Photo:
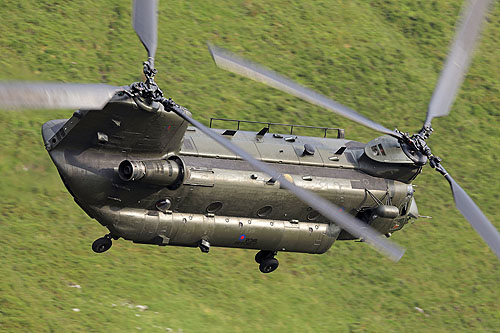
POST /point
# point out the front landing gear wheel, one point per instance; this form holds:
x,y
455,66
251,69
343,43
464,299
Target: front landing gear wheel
x,y
101,245
269,265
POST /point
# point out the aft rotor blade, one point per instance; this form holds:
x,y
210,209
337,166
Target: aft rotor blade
x,y
458,60
145,21
326,208
475,216
228,61
43,95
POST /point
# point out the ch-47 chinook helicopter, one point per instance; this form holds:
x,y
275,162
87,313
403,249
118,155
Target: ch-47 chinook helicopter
x,y
131,161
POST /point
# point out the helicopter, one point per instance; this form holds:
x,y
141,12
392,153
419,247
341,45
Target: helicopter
x,y
131,160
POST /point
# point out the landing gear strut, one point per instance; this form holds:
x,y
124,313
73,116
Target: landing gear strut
x,y
268,263
102,244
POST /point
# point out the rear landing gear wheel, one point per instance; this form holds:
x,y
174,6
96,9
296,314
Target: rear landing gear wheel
x,y
102,244
269,265
262,255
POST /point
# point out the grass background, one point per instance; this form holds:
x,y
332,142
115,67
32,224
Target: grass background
x,y
380,57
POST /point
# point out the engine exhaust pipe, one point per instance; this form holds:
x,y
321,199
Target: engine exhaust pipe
x,y
157,172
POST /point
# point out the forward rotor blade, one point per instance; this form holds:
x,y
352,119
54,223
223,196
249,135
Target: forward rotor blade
x,y
237,65
145,21
326,208
42,95
475,216
458,60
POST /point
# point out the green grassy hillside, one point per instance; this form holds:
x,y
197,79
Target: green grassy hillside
x,y
380,57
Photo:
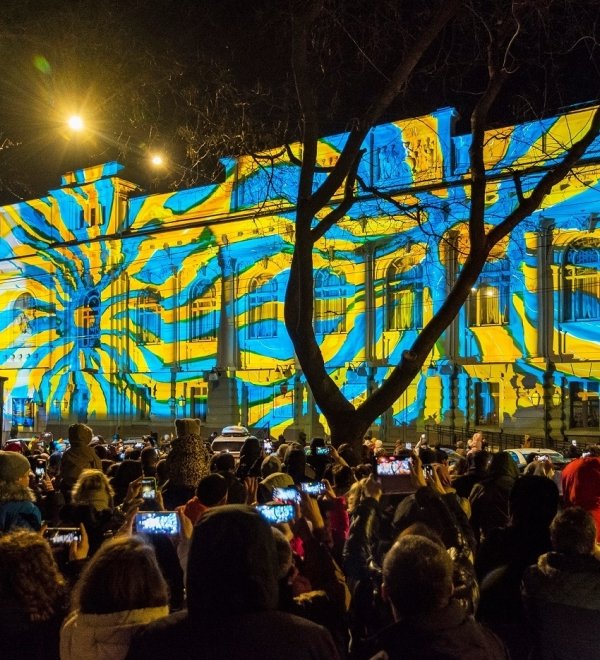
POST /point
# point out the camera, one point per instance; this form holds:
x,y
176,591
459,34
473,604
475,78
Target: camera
x,y
314,488
277,513
62,536
157,522
148,490
286,495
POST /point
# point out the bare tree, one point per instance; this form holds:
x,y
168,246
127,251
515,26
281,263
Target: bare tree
x,y
318,210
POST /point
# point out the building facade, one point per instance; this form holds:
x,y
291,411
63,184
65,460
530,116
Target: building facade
x,y
126,310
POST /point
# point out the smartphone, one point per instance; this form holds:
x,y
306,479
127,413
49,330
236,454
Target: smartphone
x,y
277,513
288,495
313,488
392,465
148,490
62,536
157,522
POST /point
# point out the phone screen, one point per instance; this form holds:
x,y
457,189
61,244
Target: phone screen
x,y
278,513
286,495
62,536
157,522
313,488
148,491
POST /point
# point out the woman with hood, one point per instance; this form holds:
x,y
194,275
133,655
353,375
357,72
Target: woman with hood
x,y
489,498
79,457
17,508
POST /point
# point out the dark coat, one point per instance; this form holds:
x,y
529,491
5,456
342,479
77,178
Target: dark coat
x,y
447,634
266,635
561,595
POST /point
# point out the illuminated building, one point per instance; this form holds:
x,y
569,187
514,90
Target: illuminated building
x,y
126,310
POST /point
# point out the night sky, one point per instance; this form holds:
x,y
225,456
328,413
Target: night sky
x,y
198,79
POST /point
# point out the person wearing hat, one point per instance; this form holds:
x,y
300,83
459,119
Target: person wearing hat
x,y
188,461
17,508
79,457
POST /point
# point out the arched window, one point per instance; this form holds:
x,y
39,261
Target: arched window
x,y
148,317
203,313
23,308
489,301
262,308
330,302
404,297
89,319
581,301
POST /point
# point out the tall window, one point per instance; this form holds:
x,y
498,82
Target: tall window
x,y
23,308
330,302
584,408
489,301
203,313
487,403
89,320
404,297
262,308
582,283
148,317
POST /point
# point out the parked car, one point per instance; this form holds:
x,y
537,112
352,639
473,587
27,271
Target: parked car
x,y
231,439
523,456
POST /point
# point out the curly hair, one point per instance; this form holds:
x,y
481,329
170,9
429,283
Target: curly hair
x,y
29,574
123,575
90,483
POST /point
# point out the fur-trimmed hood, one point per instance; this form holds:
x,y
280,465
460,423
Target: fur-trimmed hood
x,y
15,492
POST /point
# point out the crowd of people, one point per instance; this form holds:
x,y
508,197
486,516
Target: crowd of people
x,y
307,551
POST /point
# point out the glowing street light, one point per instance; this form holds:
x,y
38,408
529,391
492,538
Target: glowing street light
x,y
75,123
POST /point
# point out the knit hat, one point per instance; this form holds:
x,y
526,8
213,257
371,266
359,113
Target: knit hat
x,y
278,480
187,426
13,466
80,435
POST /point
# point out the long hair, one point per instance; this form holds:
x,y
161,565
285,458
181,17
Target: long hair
x,y
29,574
92,486
122,576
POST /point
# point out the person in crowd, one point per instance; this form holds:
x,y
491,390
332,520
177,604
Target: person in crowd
x,y
33,598
120,590
187,461
79,457
295,464
269,465
489,498
561,592
580,481
477,462
361,560
92,505
506,552
251,456
17,507
232,596
223,463
428,623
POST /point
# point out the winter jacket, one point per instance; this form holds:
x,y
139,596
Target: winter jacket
x,y
75,460
448,634
104,636
580,482
17,508
561,595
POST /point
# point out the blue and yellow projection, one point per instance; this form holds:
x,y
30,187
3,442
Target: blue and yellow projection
x,y
127,310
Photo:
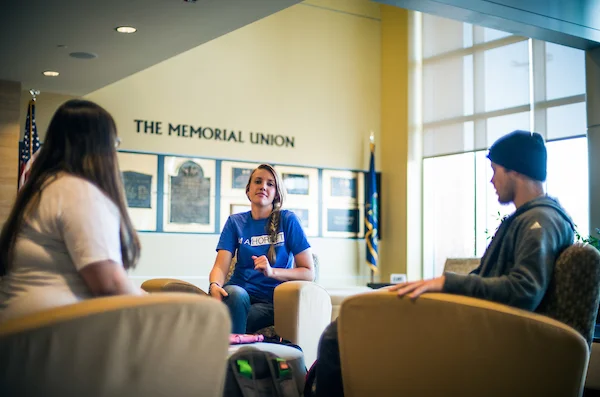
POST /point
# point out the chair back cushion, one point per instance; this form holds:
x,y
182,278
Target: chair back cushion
x,y
461,265
171,285
574,291
153,345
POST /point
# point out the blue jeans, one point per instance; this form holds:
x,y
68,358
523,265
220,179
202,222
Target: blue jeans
x,y
248,314
328,366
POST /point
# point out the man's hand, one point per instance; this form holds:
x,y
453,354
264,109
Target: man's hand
x,y
261,263
416,288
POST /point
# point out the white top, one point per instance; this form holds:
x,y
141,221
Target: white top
x,y
74,225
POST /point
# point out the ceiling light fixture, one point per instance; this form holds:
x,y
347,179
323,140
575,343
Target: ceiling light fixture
x,y
126,29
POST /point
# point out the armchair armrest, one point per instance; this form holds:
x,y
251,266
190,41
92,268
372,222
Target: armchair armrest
x,y
170,285
302,311
449,344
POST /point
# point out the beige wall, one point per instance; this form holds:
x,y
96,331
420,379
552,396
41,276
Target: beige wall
x,y
10,93
312,71
394,140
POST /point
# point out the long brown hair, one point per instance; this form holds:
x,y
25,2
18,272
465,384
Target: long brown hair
x,y
275,216
80,141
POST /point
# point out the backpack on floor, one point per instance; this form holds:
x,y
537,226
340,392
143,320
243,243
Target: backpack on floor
x,y
256,373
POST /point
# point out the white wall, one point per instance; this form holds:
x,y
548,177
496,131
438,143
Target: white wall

▶ [TASK OBJECTIVE]: Gather every line of the material above that contains the string "trimmed" and copy each one out.

▶ [FULL ANSWER]:
# point out the fur-trimmed hood, one point per instance; this form holds:
Target: fur-trimmed hood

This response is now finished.